Dr Richard Brennan, the WHO emergency director in the region, said: “While the eyes of the world now are on the people being evacuated and the planes leaving, we need to get supplies in to help those who are left behind.”
UN agencies have warned of food shortages in Afghanistan as early as September.
It has already emerged first aid supplies, including surgical equipment and severe malnutrition kits, were stuck due to restrictions at Kabul airport. The World Health Organization (WHO) said the closure of the airport to commercial flights has held up key deliveries.
The World Food Programme (WFP), which brings in supplies by road, said it was getting food through four different supply routes for the moment, but could start running out of food by next month. Andrew Patterson, the WFP’s deputy country director in Afghanistan, said they were transporting food through humanitarian crossings, including from Uzbekistan, though 50% of supplies arrived, as well as via Pakistan and Turkmenistan.
“Winter is coming. We are going into the lean season and many Afghan roads will be covered in snow. We need to get the food into our warehouses where it needs to be distributed,” said Patterson. “We’ve got 20,000 metric tonnes of food in the country now, we’ve got 7,000 metric tonnes on the way." He pointed out that, “We need another 54,000 metric tonnes of food to get the Afghan people through to the end of December. We could start running out of food by September.”
The WFP needed $200m (£146m) to buy food for up to 20 million people who they predict will need it. Nearly 18.5 million people – half the population – already rely on aid, and the current drought is expected to exacerbate that.

■ **Work task**: According to the text above on aid to Afghanistan, how much additional food does the World Food Programme say it needs to get the Afghan people through to the end of December?

■ **The data**:
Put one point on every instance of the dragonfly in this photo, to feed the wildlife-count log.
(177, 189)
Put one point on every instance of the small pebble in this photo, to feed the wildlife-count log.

■ **Solution**: Another 54,000 metric tonnes.